- _CONSIGNE_
Reproduisez à l'identique toutes les lignes des données ci-dessous, du début à la fin.

- _Éléments d'identification d'emplacements_
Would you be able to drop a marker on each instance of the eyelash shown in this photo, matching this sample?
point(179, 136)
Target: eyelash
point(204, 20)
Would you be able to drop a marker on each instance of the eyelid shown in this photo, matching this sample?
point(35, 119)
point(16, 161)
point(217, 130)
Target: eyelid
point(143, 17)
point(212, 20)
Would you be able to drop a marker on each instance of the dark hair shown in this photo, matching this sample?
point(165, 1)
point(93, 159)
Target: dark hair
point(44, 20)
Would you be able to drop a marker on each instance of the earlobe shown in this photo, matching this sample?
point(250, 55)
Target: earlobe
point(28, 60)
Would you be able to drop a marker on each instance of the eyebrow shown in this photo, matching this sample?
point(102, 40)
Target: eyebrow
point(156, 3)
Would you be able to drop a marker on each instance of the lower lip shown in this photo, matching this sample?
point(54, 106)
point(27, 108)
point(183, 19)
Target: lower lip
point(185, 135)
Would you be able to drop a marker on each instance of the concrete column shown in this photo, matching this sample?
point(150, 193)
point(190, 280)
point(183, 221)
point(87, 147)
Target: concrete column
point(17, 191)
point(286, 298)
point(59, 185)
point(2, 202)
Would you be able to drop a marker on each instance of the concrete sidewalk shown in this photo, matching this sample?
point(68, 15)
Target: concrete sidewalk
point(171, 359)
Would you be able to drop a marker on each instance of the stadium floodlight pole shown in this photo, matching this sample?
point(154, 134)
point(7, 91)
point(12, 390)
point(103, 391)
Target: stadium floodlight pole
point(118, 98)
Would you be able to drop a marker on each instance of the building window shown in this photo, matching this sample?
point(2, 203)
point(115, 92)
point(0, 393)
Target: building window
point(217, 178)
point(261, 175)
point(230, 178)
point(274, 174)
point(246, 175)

- _RÉPONSE ÉCRITE_
Would you be able to drop a marker on each instance of the eyelash shown in this photo, matching this sample?
point(179, 136)
Target: eyelash
point(204, 20)
Would you be able to drop a marker on each instance of the eyelid shown in this photo, matching this sample?
point(35, 119)
point(16, 161)
point(217, 130)
Target: eyelid
point(143, 17)
point(212, 20)
Would you be able to drop a marker on each instance of the dark hair shown in this photo, matching this sample?
point(165, 1)
point(93, 159)
Target: dark hair
point(44, 20)
Would you be able to drop a marker on each instance of the earlobe shown in this photo, matching this sample?
point(250, 55)
Target: earlobe
point(28, 60)
Would you be able to drop a marker on each instance of the eyebrow shown in this photo, matching this sample?
point(102, 40)
Target: eyebrow
point(156, 3)
Would you be able to drop a marker on each instance of the lower lip shown in this photo, matching this sample?
point(54, 106)
point(27, 108)
point(183, 19)
Target: lower lip
point(185, 135)
Would you be able to drop a marker on each instance of the concrete column shown in this photo, matching this sample?
point(150, 193)
point(190, 280)
point(183, 221)
point(87, 147)
Target: concrete column
point(17, 191)
point(286, 298)
point(59, 185)
point(2, 202)
Would you be able to drop a marker on each instance of the concrete sidewalk shown in this photo, matching this sample?
point(68, 15)
Target: concrete sidewalk
point(171, 359)
Would you be able to drop a marker on each instance of the stadium floodlight pole shown in this photo, matching this sample?
point(154, 134)
point(7, 91)
point(12, 390)
point(103, 391)
Target: stadium floodlight pole
point(118, 98)
Would you be able to drop a marker on each instance of the building window shown in this photo, matching this sample?
point(2, 203)
point(115, 92)
point(0, 393)
Target: building window
point(217, 178)
point(261, 175)
point(230, 178)
point(274, 174)
point(246, 175)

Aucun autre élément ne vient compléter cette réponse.